> **Testo da leggere**
════

Il testo mostra le donne che vanno alla tomba molto presto la mattina dopo il sabato. Fanno quello che è ancora possibile adesso: rendono un ultimo omaggio al loro amico assassinato, per essere solidali contro la brutalità della morte, per sostenersi a vicenda nel mezzo di una situazione così devastante e cominciare a fare qualcosa. È un fragile sentiero di vita.

Con queste donne, noi che leggiamo, veniamo quasi portati per mano attraverso il testo. Con loro siamo all’inizio ancora completamente concentrati sulla tomba e difficilmente notiamo che in realtà il sole sta già sorgendo, un’immagine con cui l’evangelista Marco forse già accenna molto serenamente che non sarebbe rimasta solo l’oscurità della morte. Con le donne ci confrontiamo poi con la piega straordinaria che assume il racconto. Infatti, quando le donne «guardarono» (Vangelo di Marco 16,4), vedono che tutto è molto diverso da quello che avevano immaginato: la pietra non c’è più, e invece del corpo torturato del giustiziato, le donne trovano nella tomba un giovane messaggero di Dio che afferma che Gesù è risorto dai morti.

Così la storia va finalmente oltre ciò che ci si può aspettare secondo la nostra esperienza. Ovviamente si tratta di esperienze per le quali ci manca il linguaggio e anche le categorie adatte. Questo è mostrato anche nello «spavento» delle donne (Vangelo di Marco 16,5.8). La Bibbia usa queste parole ogni volta che il divino si fa sentire nella vita delle persone. Qui, dunque, entrano in gioco dimensioni dell’esperienza e logiche del linguaggio che si trovano su un piano diverso da quello della fattualità storica e di ciò che si può comprendere a livello scientifico.

 «È risorto!» (Vangelo di Marco 16,6)

Questa, all’inizio, non è altro che un’affermazione. È un’affermazione però che sfida la logica romana della violenza. Le crocifissioni avevano lo scopo di distruggere completamente il condannato e dissuadere altri dal fare lo stesso. Così l’affermazione «È risorto!» è una frase preziosa in mezzo alla violenza schiacciante: chi era stato crocifisso non poteva essere distrutto completamente. Ci sono ancora persone che non sono state dissuase dal seguirlo. Una cosa del genere può probabilmente essere affermata solo da un messaggero di Dio. E chi lo ascolta immagina che ci debba essere qualcosa di più di quello che le nostre esperienze quotidiane e le loro ineluttabilità vorrebbero farci credere.

════

Annotazioni spaziali
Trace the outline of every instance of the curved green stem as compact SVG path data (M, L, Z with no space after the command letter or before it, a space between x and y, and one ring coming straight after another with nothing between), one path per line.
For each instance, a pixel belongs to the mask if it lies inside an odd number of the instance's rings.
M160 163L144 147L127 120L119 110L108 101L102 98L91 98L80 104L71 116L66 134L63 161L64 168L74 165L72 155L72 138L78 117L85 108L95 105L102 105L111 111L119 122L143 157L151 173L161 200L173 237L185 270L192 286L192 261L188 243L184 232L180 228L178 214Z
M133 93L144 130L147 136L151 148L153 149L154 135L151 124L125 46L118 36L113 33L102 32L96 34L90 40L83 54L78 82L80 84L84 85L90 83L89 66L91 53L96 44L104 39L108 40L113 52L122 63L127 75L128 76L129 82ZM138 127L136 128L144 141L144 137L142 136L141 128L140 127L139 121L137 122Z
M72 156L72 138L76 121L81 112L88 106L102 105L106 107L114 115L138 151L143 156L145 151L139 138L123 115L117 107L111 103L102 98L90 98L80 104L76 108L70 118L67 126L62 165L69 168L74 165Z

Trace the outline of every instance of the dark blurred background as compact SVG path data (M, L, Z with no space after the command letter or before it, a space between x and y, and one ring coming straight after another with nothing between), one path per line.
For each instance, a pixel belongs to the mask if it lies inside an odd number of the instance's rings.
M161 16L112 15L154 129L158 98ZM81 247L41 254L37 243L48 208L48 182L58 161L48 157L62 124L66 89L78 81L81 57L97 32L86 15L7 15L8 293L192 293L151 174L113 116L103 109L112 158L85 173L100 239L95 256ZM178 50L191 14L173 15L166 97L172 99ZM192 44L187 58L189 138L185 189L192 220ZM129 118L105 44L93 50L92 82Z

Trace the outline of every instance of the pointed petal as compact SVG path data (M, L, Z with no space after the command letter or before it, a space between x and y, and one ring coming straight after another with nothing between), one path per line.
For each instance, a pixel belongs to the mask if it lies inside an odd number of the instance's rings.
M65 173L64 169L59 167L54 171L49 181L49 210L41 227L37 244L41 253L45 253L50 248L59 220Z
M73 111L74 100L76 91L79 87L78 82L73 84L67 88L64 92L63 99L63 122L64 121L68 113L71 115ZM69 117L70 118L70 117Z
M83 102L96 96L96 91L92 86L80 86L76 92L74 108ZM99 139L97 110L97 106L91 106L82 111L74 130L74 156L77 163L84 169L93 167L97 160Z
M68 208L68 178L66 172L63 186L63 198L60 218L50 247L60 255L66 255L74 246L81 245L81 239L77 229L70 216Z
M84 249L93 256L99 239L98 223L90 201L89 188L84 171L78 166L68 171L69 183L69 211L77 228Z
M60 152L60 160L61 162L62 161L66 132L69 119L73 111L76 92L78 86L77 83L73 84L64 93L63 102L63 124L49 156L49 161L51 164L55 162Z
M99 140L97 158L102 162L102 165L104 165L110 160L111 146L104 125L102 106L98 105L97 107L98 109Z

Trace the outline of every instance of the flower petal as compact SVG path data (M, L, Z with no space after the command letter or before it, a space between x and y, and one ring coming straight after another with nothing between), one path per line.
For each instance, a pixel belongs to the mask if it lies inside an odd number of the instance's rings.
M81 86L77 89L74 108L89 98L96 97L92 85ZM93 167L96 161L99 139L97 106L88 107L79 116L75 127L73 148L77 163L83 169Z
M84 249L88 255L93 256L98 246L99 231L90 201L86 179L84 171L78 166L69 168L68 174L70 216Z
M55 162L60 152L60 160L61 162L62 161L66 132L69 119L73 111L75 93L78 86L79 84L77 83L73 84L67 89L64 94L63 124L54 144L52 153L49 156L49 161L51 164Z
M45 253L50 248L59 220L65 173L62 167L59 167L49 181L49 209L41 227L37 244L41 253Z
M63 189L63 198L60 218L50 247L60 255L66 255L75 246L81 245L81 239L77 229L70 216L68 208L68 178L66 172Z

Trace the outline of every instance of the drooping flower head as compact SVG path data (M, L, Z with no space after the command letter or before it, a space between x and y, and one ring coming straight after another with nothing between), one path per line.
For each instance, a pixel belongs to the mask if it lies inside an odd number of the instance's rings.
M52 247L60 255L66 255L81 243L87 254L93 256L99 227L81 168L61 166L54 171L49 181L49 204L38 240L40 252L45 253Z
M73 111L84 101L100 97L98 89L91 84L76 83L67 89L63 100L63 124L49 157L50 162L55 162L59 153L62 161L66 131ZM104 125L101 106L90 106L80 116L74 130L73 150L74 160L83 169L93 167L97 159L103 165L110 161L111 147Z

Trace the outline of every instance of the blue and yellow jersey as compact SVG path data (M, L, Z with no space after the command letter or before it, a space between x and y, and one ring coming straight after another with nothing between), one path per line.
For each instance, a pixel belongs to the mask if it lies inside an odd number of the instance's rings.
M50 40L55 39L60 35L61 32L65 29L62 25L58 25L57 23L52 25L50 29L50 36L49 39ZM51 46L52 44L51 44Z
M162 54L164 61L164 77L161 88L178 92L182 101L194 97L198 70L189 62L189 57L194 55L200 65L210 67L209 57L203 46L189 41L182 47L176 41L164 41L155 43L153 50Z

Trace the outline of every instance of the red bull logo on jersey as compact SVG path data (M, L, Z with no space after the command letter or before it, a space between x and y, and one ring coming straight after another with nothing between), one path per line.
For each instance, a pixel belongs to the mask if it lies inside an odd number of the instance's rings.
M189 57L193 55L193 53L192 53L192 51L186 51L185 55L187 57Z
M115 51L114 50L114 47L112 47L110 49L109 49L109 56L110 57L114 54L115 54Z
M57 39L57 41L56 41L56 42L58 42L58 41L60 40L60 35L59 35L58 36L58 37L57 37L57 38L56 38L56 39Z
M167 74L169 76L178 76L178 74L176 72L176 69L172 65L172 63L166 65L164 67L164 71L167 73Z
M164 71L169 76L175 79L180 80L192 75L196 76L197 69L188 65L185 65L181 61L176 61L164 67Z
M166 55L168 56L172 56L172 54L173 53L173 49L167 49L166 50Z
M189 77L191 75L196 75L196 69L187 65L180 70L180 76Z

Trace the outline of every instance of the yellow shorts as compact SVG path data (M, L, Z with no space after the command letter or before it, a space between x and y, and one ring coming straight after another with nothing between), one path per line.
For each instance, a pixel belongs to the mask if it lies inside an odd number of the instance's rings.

════

> **I tuoi compiti**
A – Ripeti parola per parola le voci, dalla riga che contiene «Trace the outline of every instance of the dark» giù fino alla riga che contiene «M161 16L112 15L154», includendo entrambe.
B – Porta avanti il testo sulle donne al sepolcro nel Vangelo di Marco, cominciando subito dopo la sua ultima frase.

> **Risposte all'esercizio**
A –
Trace the outline of every instance of the dark blurred background as compact SVG path data (M, L, Z with no space after the command letter or before it, a space between x and y, and one ring coming straight after another with nothing between), one path per line.
For each instance, a pixel belongs to the mask if it lies inside an odd number of the instance's rings.
M161 16L112 15L154 129L158 98ZM81 247L41 254L37 243L48 208L48 182L58 161L48 157L62 124L66 89L78 81L81 57L97 32L86 15L7 15L8 293L192 293L151 174L113 116L103 109L112 158L85 173L100 239L95 256ZM178 50L191 14L173 15L166 97L172 99ZM192 44L187 58L189 138L185 189L192 220ZM129 118L105 44L93 50L92 82Z

B –
Un finale sorprendente

In realtà, tutto dovrebbe andare bene ora. Ma il Vangelo di Marco ci dice che le donne lasciarono la tomba in fretta e furia e non lo dissero a nessuno. Infatti, erano «piene di timore e di spavento» (Vangelo di Marco 16,8), come la Bibbia giustamente traduce con un linguaggio corretto, che forse era solo difficile da esprimere.

Il Vangelo di Marco nella sua versione originale termina con questo silenzio e con lo spavento delle donne. Ciò che si può leggere dopo nelle diverse edizioni della Bibbia sono aggiunte del secondo secolo, che apparentemente non sopportavano questa apertura (Vangelo di Marco 16,9-20). La conclusione originale di Marco in 16,8, tuttavia, prefigura che di fronte a tali messaggi ed esperienze, non c’è o non può esserci alcun linguaggio adatto. Ogni lettore deve trovare per questo a poco a poco il proprio linguaggio.

Tracce che conducono alla vita

Ma ancora una volta il Vangelo di Marco indica delle tracce che i lettori e le lettrici possono e devono seguire. Queste tracce portano alla Galilea: «Là lo vedrete» ascoltano le donne in 16,7. Chi legge il Vangelo di Marco sa che tutta la storia di Gesù è iniziata in Galilea. È lì che hanno luogo tutti i miracoli, é lì che si condivide il pane insieme e la promessa di una vita in abbondanza per tutti. C’è qualcosa qui di un potere vivo e unificante che cambia la vita. Quando il libro viene riletto dall’inizio dopo l’esperienza della Pasqua, queste storie diventano storie di risurrezione.2 Queste storie di speranza e di senso della vita sono quelle da seguire. Questo è il percorso da continuare. «Allora lo vedrete.»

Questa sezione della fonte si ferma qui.